TASK STATEMENT
Filter the listing below and copy out each line that contains the string "taillight". Matching is case-sensitive.

--- DATA SUPPLIED ---

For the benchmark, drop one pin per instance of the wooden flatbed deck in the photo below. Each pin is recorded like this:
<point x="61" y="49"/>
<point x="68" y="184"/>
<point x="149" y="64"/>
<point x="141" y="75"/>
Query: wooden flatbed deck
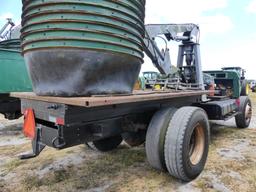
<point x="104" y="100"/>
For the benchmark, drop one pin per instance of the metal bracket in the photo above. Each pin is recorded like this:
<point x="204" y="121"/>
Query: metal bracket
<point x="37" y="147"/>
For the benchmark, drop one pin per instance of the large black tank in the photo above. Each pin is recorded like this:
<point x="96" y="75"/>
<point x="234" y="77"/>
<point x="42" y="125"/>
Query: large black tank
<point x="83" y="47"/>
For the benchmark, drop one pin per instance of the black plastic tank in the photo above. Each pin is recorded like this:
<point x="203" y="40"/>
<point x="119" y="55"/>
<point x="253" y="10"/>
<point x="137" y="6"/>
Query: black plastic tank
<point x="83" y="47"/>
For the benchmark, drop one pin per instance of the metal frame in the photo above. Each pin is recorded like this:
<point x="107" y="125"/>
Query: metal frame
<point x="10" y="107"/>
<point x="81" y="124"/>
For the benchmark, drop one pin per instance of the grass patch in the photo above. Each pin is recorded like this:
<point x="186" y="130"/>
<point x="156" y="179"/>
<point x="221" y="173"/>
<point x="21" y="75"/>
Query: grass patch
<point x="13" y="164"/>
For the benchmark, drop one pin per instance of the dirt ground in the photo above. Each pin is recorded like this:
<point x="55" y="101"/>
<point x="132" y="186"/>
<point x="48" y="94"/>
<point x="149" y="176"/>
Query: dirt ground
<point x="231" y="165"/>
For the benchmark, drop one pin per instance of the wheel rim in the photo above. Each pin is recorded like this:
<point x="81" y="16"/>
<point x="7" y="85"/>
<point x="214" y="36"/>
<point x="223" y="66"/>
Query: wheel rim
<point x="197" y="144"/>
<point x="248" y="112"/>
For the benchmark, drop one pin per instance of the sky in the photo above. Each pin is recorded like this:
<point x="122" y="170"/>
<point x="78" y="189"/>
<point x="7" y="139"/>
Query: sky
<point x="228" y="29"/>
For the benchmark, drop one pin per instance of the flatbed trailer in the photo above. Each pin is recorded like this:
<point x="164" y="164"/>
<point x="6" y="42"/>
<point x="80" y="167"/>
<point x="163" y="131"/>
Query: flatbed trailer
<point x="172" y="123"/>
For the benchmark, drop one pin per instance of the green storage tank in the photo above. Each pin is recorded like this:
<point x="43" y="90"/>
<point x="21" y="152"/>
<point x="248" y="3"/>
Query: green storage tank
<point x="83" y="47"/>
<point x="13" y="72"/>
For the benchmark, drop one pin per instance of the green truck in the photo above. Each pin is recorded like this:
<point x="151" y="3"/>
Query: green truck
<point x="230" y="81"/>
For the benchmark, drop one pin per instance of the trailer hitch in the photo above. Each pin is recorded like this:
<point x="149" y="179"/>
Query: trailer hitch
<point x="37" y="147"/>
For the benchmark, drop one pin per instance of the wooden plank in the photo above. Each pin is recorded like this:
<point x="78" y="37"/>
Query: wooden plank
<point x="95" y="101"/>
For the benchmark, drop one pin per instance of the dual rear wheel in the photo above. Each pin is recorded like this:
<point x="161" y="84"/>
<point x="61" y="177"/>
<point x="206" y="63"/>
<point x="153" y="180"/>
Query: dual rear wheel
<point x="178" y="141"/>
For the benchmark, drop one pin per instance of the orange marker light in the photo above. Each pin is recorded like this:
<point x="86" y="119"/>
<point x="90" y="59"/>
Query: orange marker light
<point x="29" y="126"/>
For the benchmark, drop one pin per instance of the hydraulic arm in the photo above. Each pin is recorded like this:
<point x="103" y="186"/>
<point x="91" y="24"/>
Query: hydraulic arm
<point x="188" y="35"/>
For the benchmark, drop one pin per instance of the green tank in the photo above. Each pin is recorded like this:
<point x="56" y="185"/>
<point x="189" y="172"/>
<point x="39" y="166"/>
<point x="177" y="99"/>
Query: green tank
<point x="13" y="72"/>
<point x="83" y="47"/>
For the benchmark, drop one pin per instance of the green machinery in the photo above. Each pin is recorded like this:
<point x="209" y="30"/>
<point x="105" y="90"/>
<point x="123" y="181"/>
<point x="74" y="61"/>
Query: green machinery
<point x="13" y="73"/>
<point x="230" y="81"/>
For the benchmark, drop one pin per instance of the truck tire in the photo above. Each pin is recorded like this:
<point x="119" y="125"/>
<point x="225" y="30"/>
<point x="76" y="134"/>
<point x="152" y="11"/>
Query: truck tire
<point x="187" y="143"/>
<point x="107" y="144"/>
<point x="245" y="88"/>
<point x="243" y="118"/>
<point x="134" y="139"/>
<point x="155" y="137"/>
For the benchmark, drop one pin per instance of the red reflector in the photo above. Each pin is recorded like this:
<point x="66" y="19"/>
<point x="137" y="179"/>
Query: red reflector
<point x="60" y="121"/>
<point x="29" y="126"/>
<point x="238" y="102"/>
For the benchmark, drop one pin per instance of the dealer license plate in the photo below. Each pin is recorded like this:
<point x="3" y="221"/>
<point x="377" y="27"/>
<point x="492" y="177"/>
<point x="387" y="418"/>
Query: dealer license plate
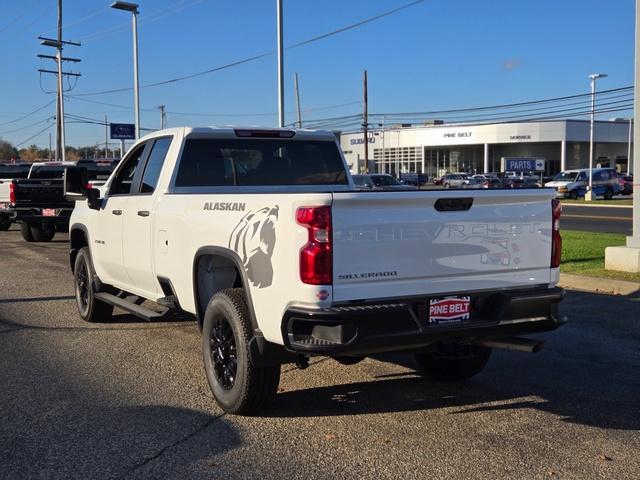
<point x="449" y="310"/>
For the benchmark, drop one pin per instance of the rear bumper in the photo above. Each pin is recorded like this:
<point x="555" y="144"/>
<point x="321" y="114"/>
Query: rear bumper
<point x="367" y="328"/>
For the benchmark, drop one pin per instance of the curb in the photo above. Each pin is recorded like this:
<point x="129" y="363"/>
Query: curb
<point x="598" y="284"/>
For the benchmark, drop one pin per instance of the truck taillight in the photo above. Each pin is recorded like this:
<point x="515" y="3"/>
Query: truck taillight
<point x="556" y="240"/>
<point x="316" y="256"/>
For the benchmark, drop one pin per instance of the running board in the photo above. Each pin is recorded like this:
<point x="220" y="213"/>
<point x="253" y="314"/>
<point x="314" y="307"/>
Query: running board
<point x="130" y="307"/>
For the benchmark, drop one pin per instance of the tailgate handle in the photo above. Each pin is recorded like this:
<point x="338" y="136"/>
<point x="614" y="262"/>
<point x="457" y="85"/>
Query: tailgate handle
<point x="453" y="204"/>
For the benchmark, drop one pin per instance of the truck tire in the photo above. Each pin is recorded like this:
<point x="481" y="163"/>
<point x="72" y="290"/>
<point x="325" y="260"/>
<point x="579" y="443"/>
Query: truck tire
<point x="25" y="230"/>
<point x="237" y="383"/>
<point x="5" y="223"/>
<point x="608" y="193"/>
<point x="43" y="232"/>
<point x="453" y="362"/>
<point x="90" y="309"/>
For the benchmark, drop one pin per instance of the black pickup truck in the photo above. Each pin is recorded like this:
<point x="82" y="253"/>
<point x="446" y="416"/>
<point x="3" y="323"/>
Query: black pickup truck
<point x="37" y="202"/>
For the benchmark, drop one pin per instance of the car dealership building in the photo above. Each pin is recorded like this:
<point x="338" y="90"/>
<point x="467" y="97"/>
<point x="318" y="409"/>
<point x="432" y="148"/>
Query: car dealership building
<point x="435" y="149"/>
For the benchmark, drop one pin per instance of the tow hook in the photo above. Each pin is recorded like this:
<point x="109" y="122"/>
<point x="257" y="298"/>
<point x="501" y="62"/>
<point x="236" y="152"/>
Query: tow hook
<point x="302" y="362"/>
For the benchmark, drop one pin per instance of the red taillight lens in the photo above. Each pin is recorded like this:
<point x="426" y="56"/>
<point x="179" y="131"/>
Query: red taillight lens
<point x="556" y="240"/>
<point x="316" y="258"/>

---
--- DATA SUPPLIED ---

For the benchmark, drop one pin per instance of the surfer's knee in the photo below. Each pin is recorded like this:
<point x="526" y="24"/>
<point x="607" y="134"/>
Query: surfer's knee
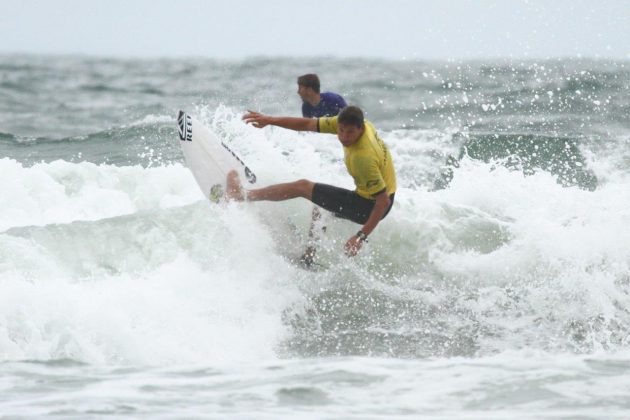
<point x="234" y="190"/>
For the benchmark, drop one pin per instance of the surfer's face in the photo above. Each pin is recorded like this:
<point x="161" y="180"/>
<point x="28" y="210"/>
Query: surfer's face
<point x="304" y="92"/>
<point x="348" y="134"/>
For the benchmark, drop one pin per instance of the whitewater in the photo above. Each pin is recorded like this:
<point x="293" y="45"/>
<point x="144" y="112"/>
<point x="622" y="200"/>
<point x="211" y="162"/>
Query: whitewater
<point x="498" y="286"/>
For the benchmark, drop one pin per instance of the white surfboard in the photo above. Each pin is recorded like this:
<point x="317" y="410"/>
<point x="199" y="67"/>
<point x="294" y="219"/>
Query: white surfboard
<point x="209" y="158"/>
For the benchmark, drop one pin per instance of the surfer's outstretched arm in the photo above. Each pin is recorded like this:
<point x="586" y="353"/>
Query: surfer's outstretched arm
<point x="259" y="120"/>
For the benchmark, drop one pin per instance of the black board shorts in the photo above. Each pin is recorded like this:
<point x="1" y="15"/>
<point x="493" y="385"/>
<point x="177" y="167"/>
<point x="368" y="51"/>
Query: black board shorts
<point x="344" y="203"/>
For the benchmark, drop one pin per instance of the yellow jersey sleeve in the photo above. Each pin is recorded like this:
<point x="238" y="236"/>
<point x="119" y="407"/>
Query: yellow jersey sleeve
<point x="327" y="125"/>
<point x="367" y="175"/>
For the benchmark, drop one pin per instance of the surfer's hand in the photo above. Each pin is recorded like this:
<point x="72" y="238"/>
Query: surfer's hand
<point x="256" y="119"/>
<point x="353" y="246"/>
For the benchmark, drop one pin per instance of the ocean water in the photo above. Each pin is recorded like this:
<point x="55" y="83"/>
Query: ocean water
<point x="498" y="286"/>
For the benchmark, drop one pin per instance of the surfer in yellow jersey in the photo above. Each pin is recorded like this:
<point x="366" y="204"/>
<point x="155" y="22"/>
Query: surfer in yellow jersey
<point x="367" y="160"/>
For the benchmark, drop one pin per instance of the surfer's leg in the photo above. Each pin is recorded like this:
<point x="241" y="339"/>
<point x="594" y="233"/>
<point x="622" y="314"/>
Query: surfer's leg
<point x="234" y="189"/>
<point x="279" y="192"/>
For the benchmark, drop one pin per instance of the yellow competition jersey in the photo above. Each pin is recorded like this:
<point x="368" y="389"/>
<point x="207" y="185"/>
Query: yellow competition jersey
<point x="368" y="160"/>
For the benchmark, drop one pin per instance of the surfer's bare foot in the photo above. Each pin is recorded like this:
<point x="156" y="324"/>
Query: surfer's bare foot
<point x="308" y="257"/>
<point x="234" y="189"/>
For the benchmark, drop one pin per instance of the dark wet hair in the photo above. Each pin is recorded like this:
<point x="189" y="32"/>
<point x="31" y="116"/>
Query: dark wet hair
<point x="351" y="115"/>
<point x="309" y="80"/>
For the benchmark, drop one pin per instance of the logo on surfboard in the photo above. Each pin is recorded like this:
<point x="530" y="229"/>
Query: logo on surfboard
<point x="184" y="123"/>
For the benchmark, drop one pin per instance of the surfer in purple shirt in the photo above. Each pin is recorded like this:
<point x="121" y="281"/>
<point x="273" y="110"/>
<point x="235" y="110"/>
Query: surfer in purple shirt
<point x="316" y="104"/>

---

FINAL RESULT
For the benchmark, drop one pin per instance of the truck taillight in the photo above. Each pin is recorded like this:
Query: truck taillight
For the benchmark, drop one pin per instance of the red taillight lens in the photo above. Each pin is recorded like this:
Query: red taillight lens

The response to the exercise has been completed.